• _Task goal_: Reproduce every line below word for word, keeping them in the same order.

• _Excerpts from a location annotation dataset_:
⁂
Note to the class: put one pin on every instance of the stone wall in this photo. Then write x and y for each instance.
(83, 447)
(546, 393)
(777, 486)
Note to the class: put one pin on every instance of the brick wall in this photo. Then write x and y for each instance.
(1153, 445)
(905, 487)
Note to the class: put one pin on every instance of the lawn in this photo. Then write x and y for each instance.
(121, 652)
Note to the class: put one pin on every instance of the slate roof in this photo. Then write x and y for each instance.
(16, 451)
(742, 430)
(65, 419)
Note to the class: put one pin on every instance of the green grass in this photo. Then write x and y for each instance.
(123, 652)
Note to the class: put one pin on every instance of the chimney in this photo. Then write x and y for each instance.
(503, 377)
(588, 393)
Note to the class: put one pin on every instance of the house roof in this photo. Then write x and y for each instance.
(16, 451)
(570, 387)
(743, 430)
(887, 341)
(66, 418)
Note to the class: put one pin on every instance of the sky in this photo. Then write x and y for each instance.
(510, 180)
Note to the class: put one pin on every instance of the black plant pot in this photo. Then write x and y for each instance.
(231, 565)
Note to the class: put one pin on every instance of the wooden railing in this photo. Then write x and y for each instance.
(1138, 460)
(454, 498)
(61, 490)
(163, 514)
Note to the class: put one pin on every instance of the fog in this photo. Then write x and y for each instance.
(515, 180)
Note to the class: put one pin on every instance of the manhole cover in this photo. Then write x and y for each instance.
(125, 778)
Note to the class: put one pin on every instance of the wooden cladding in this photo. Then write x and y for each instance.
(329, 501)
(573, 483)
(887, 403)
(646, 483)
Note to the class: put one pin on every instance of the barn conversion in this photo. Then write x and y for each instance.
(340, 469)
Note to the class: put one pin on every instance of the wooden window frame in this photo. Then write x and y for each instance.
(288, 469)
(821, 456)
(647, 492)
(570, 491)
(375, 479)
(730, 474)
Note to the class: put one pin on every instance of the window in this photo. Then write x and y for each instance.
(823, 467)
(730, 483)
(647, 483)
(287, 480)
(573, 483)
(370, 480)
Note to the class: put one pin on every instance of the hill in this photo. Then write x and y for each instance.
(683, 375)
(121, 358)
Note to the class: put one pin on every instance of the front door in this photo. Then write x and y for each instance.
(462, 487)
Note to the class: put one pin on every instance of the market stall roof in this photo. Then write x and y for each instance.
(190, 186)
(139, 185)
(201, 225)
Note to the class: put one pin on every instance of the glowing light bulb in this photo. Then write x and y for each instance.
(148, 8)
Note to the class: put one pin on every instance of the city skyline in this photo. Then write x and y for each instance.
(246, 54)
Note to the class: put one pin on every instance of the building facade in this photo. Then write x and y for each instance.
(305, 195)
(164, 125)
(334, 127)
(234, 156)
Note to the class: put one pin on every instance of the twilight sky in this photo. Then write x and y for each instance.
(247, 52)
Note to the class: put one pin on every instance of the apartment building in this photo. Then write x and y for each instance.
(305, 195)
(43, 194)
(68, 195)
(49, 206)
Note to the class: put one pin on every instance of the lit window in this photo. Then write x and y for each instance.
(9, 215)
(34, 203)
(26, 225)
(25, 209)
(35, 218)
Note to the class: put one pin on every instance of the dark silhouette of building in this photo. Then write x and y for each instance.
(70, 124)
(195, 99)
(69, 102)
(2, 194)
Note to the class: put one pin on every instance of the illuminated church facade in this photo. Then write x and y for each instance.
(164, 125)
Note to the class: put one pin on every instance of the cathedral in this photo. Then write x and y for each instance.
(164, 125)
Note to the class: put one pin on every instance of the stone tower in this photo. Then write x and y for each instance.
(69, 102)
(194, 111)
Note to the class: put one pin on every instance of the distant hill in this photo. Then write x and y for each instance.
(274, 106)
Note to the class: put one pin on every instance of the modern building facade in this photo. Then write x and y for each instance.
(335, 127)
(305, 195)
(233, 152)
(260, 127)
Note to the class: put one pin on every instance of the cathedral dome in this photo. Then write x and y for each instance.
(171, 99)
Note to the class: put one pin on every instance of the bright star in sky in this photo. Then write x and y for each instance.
⁂
• _Completed task_:
Note to the class: put one pin on every instance of the stone wall in this photo. Then write x and y for each instance.
(83, 447)
(546, 393)
(777, 486)
Note to the class: put one pin on every instance of the brick wall in this photo. Then write x and y for each instance.
(1153, 445)
(905, 487)
Note to the class: put one pin on every instance of the lawn in this photo. Then write x and y for each instance.
(121, 652)
Note to the class: put one pin on every instance of the slate roof in this photo. Then write x and y for each instance.
(16, 451)
(742, 430)
(65, 419)
Note to the class: put one pin on every instance of the green grass in this photo. Then write x and y for each instance.
(123, 652)
Note to the class: put one pin on every instance of the chimney in this photo. Then write x and y for each instance.
(503, 377)
(588, 393)
Note to the class: put one pin on every instance of the house roof in this photo. Then write x and y for each instance.
(16, 451)
(570, 387)
(743, 430)
(887, 341)
(66, 418)
Note to the class: put one pin on every instance of the sky in this photo. Then write x and y for each instance.
(510, 180)
Note to the class: put one pin on every instance of the black plant pot in this photo. Then write x and y for each instance.
(231, 565)
Note to the class: put one pin on every instance of the wooden railing in this photo. Then write x and y for each instance.
(1138, 460)
(454, 498)
(61, 490)
(163, 514)
Note to the class: put one pin on every instance of the fog in this photo. Then write x and y for each instance.
(515, 180)
Note to the class: put one pin on every instance of the manhole cover in this photo. Then write x and y for each instance.
(125, 778)
Note to the class: put one pin on every instance of the wooden cladding in this photo. Then write x and y for each instance.
(329, 501)
(573, 483)
(887, 403)
(646, 483)
Note to the class: put one pin on every instance of the barn conversion in this photo. Then write x and y for each instance.
(340, 469)
Note to the class: put one pin on every instance of the wooden window frame in this photo. Then write x and y for each instance.
(288, 469)
(821, 456)
(647, 492)
(570, 491)
(375, 479)
(730, 474)
Note to the class: put one pin on every instance of the window in this photo. Then write x and y for each instance.
(823, 467)
(730, 483)
(647, 483)
(287, 480)
(573, 483)
(370, 480)
Note to the class: put one pin on every instance of the hill in this photo. Then write x and y for each instance.
(683, 375)
(121, 358)
Note to the class: put one pin on every instance of the front door in this photo. Then write x and y for each instance.
(462, 487)
Note to the class: put one pin on every instance of the market stall roof in this photo. Then write x and y for each instance.
(190, 186)
(139, 185)
(201, 225)
Note to the class: put one pin on every instance of the glowing light bulb in this photo. Then write x and y for each instance.
(148, 8)
Note to the class: put one pin on every instance of the city skyline in this photo. Then write x and y for each instance.
(246, 54)
Note to the class: put one pin on every instance of the building facade in this photo. Then write x and y for each instance.
(305, 195)
(164, 125)
(334, 127)
(234, 156)
Note to the class: put one pin on every instance of the twilight sky in this photo. Then write x and y for each instance.
(247, 52)
Note to the class: put one pin on every instance of the apartment building in this photo. Then write x and y for each instance.
(305, 195)
(43, 194)
(68, 195)
(49, 206)
Note to the class: put one pin on every instance of the lit window in this photo. Then write x and y for each instance.
(9, 215)
(34, 203)
(26, 225)
(25, 209)
(35, 218)
Note to the class: put one pin on every instance of the dark silhouette of building in this photo. Then write x and y for each instance.
(70, 124)
(195, 99)
(69, 102)
(2, 194)
Note to the class: put one pin on every instance of the illuminated church facade in this photo. Then write x and y for each instance.
(164, 125)
Note to the class: put one pin on every instance of the cathedral in this photo. Then write x and y for each instance.
(164, 125)
Note to the class: put one pin on every instance of the stone tower in this photo. Then write x and y for each instance.
(69, 102)
(194, 111)
Note to the class: put one pin on every instance of the distant hill in this photo. Then write x and y for each instance.
(274, 106)
Note to the class: put one pin on every instance of the modern building facade in this photo. Then write x and y for each instance.
(335, 127)
(305, 195)
(233, 152)
(260, 127)
Note to the class: put one pin on every instance of the cathedral dome in this photo. Then write x and y for each instance.
(171, 99)
Note to the class: put one pin on every instance of the bright star in sky in this photo. Then write x and y for each instance.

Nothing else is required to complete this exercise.